DOCUMENT EXCERPT:
☆ ☆ ☆ ☆ ☆
Turn your desktop computer into a high-performance cluster with PelicanHPC
Clutter to Cluster
Crunch big numbers with your very own high-performance computing cluster.
If your users are clamoring for the power of a data center but your penurious employer tells you to make do with the hardware you already own, don't give up hope. With some some time, a little effort, and a few open source tools, you can transform your mild-mannered desktop systems into a number-crunching super computer. For the impatient, the PelicanHPC Live CD will cobble off-the-shelf hardware into a high-performance cluster in no time.
The PelicanHPC project is the natural evolution of ParallelKnoppix, which was a remastered Knoppix with packages for clustering. Michael Creel developed PelicanHPC for his own research work. Creel was interested in learning about clustering, and because adding packages was so easy, he added PVM, cluster tools like ganglia monitor, applications like GROMACS, and so forth. He also included some simple examples of parallel computing in Fortran, C, Python, and Octave to provide some basic working examples for beginners.
However, the process of maintaining the distribution was pretty time consuming, especially when it came to updating packages such as X and KDE. That's when Creel discovered Debian Live, spent time wrapping his head around the live-helper package, and created a more systematic way to make a Live distro for clustering. So in essence, PelicanHPC is a single script that fetches required packages off a Debian repository, adds some configuration scripts and example software, and outputs a bootable ISO.
Later in the article, I'll use the script to create a custom version. For now, I'll use the stock PelicanHPC release (v1.8) from the website  to put those multiple cores to work. Both 32-bit and 64-bit versions are available, so grab the one that matches your hardware.
☆ ☆ ☆ ☆ ☆
RECORDS TO PROCESS:

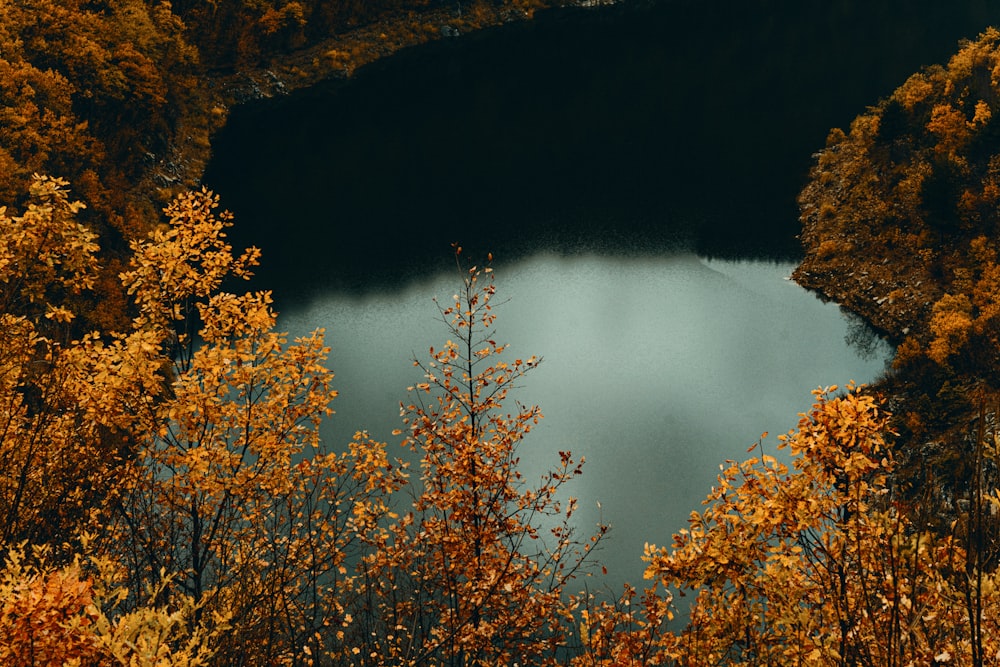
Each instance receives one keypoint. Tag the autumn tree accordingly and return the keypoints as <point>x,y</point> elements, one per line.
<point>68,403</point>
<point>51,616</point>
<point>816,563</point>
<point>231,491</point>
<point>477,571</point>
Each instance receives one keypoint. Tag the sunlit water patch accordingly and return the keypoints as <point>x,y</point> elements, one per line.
☆ ☆ ☆ ☆ ☆
GOALS:
**A.** Render every line of the records that follow the PelicanHPC article as a numbered list. Skip blank lines and leave the pictures out.
**B.** Write the next part of the PelicanHPC article, picking up right after its last paragraph.

EXERCISE RESPONSES:
**A.**
1. Each instance receives one keypoint. Tag the autumn tree accordingly and return the keypoints as <point>x,y</point> elements, one per line.
2. <point>68,403</point>
3. <point>51,616</point>
4. <point>816,563</point>
5. <point>231,491</point>
6. <point>477,571</point>
7. Each instance receives one keypoint. Tag the sunlit water patch accordingly and return the keypoints as <point>x,y</point> elements, one per line.

**B.**
The developer claims that with PelicanHPC you can get a cluster up and running in five minutes. However, this is a complete exaggeration – you can do it in under three.
First, make sure you get all the ingredients right: You need a computer to act as a front-end node, and others that'll act as slave computing nodes. The front-end and the slave nodes connect via the network, so they need to be part of a local LAN. Although you can connect them via wireless, depending on the amount of data being exchanged, you could run into network bottlenecks. Also, make sure the router between the front end and the slaves isn't running a DHCP server because the front end doles out IP addresses to the slaves.
Although you don't really need a monitor or keyboard or mouse on the slave nodes, you need these on the front end. If you have a dual core with enough memory, it wouldn't be a bad idea to run the front end on a virtual machine and the slave on physical machines. Primarily, PelicanHPC runs on memory, so make sure you have plenty. If you're doing serious work on the cluster, you can make it save your work on the hard disk, in which case, make sure you have a hard disk attached. In fact, to test PelicanHPC, you can run it completely on virtual hardware with virtual network connections, provided you have the juice on the physical host to power so much virtual hardware.
With the hardware in place, pop in the Live CD in the front-end node and let it boot. If you want to choose a custom language or turn off ACPI or tweak some other boot parameters, you can explore the boot options from the F1 key; press Enter to boot with the default options.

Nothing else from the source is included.